#### Exercise directions
Copy out everything from the line containing "Each instance of the orange" down to the line containing "List the outlines of the orange", switching "advertising banner" to "sponsor banner" and leaving all else unchanged.

[Data extracted from a collection]
(begin)
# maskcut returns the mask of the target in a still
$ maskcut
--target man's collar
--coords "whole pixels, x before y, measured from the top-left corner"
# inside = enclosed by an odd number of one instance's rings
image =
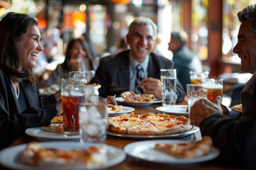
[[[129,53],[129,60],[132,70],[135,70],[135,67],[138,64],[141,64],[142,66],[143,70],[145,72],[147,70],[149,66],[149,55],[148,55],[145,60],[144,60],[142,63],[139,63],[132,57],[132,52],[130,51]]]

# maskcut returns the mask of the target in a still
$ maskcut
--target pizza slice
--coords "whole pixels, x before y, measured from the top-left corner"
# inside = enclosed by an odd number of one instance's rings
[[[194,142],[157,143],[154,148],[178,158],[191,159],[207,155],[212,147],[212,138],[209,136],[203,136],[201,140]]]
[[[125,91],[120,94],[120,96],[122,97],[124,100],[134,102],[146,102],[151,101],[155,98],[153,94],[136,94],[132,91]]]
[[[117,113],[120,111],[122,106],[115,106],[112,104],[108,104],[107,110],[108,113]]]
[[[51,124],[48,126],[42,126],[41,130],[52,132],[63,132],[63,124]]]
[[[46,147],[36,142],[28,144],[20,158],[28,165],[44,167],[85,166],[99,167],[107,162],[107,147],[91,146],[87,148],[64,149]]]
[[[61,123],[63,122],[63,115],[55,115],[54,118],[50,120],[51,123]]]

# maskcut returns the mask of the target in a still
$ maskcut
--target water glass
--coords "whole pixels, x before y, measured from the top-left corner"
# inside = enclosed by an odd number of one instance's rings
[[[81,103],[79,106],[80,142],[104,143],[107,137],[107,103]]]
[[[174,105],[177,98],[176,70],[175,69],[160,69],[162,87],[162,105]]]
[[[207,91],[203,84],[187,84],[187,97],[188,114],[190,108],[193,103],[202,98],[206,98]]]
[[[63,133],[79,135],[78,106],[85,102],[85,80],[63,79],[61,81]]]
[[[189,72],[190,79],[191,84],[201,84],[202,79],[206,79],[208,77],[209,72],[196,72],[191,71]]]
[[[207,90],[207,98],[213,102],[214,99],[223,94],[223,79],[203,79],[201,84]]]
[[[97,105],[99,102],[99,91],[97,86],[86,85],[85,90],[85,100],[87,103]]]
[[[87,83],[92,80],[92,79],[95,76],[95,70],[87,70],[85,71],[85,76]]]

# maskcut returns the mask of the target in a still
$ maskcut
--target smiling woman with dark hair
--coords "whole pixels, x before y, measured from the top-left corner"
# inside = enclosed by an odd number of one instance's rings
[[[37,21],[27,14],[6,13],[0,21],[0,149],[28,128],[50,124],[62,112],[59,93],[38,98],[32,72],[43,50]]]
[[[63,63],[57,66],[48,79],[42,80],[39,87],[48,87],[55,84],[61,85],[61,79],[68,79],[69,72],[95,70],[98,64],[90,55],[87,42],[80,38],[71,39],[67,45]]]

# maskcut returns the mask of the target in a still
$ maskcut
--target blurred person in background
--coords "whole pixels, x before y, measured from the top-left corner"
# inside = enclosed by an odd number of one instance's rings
(end)
(begin)
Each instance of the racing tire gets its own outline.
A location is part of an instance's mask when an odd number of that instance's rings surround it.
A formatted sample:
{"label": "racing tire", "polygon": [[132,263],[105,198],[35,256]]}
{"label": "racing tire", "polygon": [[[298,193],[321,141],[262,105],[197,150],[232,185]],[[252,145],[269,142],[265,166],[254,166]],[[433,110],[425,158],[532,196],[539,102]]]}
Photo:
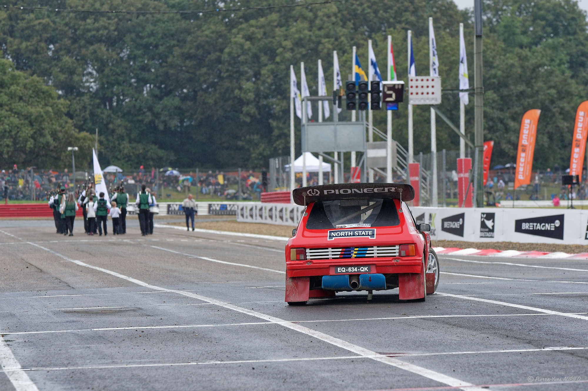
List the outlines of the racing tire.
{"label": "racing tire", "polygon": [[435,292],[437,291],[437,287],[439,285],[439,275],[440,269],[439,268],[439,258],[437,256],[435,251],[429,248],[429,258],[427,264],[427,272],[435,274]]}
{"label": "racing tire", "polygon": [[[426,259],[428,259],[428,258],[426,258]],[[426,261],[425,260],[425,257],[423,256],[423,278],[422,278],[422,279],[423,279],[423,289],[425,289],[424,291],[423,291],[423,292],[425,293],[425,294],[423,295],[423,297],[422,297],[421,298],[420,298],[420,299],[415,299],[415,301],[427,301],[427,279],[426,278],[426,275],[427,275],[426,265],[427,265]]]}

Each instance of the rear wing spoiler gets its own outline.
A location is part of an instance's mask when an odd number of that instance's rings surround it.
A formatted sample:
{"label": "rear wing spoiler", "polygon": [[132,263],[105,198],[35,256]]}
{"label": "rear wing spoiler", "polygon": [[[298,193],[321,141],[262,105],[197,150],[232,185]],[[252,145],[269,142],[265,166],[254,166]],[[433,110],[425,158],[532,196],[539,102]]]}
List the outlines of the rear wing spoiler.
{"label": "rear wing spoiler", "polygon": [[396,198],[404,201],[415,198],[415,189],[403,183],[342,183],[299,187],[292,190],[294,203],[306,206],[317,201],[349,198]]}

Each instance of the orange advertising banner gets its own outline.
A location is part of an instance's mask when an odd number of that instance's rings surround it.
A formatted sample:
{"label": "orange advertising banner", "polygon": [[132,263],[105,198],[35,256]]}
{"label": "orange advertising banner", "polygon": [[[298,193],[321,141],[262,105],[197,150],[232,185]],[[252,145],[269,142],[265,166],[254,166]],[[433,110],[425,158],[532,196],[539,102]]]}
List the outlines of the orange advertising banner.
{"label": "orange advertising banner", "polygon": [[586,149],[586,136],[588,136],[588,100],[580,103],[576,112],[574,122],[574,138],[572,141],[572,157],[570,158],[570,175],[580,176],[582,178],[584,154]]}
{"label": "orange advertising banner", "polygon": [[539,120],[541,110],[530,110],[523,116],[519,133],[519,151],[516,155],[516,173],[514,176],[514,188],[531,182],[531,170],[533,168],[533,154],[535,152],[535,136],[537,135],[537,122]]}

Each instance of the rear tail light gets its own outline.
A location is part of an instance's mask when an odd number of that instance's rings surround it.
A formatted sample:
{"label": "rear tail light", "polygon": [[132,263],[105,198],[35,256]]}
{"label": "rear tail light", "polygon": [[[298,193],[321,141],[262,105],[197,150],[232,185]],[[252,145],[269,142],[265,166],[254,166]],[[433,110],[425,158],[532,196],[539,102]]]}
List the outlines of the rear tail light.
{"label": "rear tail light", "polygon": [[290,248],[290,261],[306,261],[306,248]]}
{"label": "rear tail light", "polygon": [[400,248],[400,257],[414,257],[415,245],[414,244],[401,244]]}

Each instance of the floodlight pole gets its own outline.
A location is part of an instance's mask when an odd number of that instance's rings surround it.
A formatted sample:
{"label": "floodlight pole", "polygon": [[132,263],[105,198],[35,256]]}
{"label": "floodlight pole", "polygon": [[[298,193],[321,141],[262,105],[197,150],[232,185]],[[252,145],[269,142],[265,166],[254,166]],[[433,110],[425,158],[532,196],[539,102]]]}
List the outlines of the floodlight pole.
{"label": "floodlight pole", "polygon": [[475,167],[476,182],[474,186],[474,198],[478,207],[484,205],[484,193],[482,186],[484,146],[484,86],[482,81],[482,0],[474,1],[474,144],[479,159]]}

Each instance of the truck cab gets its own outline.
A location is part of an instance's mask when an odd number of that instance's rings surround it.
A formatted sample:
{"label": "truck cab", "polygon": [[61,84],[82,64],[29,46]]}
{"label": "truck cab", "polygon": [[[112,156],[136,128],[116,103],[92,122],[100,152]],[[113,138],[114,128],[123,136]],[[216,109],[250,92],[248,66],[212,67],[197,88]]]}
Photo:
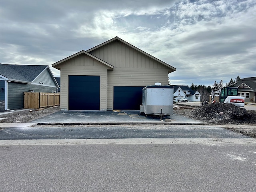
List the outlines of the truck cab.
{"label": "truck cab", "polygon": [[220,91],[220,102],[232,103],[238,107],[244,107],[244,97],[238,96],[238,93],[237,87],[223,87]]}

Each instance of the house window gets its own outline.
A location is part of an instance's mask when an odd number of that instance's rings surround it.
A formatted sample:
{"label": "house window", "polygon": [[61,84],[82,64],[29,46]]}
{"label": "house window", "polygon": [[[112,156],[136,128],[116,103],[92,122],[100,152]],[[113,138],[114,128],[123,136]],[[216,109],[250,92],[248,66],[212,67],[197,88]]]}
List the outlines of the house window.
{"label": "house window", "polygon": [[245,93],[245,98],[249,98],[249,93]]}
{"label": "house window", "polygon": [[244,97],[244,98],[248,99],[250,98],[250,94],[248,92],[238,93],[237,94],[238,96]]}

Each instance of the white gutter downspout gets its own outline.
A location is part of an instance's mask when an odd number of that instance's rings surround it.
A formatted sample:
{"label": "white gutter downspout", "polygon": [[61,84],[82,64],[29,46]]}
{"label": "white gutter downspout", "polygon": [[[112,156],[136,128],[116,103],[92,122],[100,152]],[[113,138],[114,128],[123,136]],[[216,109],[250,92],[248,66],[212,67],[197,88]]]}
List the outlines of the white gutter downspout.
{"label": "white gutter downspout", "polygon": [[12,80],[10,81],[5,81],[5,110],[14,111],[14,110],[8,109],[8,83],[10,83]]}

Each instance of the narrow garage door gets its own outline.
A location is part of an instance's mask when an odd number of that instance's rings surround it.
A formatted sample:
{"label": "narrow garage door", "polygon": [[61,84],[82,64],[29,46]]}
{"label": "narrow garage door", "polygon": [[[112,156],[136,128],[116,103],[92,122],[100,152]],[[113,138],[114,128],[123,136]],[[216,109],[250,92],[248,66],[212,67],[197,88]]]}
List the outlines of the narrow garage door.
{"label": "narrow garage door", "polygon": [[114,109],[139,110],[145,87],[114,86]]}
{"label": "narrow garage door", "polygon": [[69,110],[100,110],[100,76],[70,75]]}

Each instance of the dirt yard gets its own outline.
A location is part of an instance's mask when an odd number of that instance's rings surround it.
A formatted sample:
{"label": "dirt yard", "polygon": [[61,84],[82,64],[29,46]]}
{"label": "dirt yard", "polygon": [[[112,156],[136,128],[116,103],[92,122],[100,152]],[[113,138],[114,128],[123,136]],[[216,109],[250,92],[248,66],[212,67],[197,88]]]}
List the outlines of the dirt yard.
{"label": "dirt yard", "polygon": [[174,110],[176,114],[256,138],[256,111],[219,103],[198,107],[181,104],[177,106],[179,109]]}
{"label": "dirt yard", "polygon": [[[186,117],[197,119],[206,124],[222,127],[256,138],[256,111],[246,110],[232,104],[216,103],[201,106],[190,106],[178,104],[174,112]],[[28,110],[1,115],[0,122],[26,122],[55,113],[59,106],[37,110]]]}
(end)
#### Solution below
Each instance of the orange sponsor banner gets its own outline.
A location is part of an instance's mask when an odd number of that instance's rings surround it.
A formatted sample:
{"label": "orange sponsor banner", "polygon": [[132,263],[105,198],[35,256]]}
{"label": "orange sponsor banner", "polygon": [[[298,193],[321,141],[262,105],[197,150],[232,185]],[[252,145],[269,142],[265,166],[254,166]],[[433,110],[425,158],[532,196],[539,102]]]}
List the outlines of the orange sponsor banner.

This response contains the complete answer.